Reproduce the passage on Shan-language education along the Thai border verbatim, placing it before the listing.

═══ EXTRACT TO READ ═══

Temples are male-only, so girls have fewer opportunities to learn privately, which activists say can leave them vulnerable later to exploitation by human traffickers and other labor abuses. Migrant children, both boys and girls are often turned away from Thai state schools. So in recent years, the Shan Women's Action Network has provided classes for around 2,000 children living in border camps -- filling a gap and also pushing Shan literacy. The subjects include not only basic literacy but also math, history, science and geography, depending on the availability of teachers.
"We know there's a big gap to fill for these kids," says Hseng Noung, a founder of the network, which is based in Chiang Mai. The group also supports after-school classes like the one held at Sweet Home Orphanage.
Educators in the informal border schools have had to write and produce their own textbooks in Thailand. The only such books available in Myanmar are tattered copies from the 1960s that end at grade five. Activists say that if political restrictions in Myanmar eventually are eased, these books from Thailand could be used to revive vernacular education in Shan State.
That is, if they can agree on which vernacular to use. Shan has three main dialects and there are variations in writing the script. The decades-long divide between Thai Shan and those back in Myanmar has spawned differences in usage, particularly for modern terminology. Shan in Thailand often borrow words from Thai or English, while their counterparts in Myanmar are more likely to be influenced by Burmese or Chinese.

═══ EXTRACTED ENTRIES ═══

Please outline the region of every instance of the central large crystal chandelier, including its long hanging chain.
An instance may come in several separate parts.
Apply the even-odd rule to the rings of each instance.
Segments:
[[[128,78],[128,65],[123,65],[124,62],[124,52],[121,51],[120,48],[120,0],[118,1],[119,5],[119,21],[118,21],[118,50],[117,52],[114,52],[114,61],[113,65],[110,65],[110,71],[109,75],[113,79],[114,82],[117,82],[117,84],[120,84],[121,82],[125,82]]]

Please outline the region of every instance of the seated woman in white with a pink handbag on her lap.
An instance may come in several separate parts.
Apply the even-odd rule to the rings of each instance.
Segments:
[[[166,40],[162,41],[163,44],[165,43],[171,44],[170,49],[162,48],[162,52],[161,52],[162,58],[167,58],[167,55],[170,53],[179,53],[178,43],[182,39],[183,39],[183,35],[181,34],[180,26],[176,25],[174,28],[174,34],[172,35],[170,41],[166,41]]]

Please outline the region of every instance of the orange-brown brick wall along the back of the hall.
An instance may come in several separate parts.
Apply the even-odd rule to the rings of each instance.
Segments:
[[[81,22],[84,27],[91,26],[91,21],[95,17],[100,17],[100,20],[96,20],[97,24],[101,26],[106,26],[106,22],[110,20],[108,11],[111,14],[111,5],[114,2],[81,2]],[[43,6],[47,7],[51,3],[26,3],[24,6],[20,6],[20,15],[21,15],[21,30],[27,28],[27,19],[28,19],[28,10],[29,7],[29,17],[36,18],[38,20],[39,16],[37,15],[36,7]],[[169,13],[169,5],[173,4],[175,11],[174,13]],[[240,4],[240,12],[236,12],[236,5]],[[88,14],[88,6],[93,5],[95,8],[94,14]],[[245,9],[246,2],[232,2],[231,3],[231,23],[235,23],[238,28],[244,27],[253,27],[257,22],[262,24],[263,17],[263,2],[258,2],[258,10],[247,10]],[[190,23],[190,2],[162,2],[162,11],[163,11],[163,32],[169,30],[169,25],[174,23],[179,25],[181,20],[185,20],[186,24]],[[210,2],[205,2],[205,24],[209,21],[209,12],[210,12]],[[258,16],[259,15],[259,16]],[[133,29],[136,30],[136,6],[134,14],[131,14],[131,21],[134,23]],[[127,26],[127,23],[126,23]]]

═══

▶ **SOLUTION TO THE EXERCISE**
Temples are male-only, so girls have fewer opportunities to learn privately, which activists say can leave them vulnerable later to exploitation by human traffickers and other labor abuses. Migrant children, both boys and girls are often turned away from Thai state schools. So in recent years, the Shan Women's Action Network has provided classes for around 2,000 children living in border camps -- filling a gap and also pushing Shan literacy. The subjects include not only basic literacy but also math, history, science and geography, depending on the availability of teachers.
"We know there's a big gap to fill for these kids," says Hseng Noung, a founder of the network, which is based in Chiang Mai. The group also supports after-school classes like the one held at Sweet Home Orphanage.
Educators in the informal border schools have had to write and produce their own textbooks in Thailand. The only such books available in Myanmar are tattered copies from the 1960s that end at grade five. Activists say that if political restrictions in Myanmar eventually are eased, these books from Thailand could be used to revive vernacular education in Shan State.
That is, if they can agree on which vernacular to use. Shan has three main dialects and there are variations in writing the script. The decades-long divide between Thai Shan and those back in Myanmar has spawned differences in usage, particularly for modern terminology. Shan in Thailand often borrow words from Thai or English, while their counterparts in Myanmar are more likely to be influenced by Burmese or Chinese.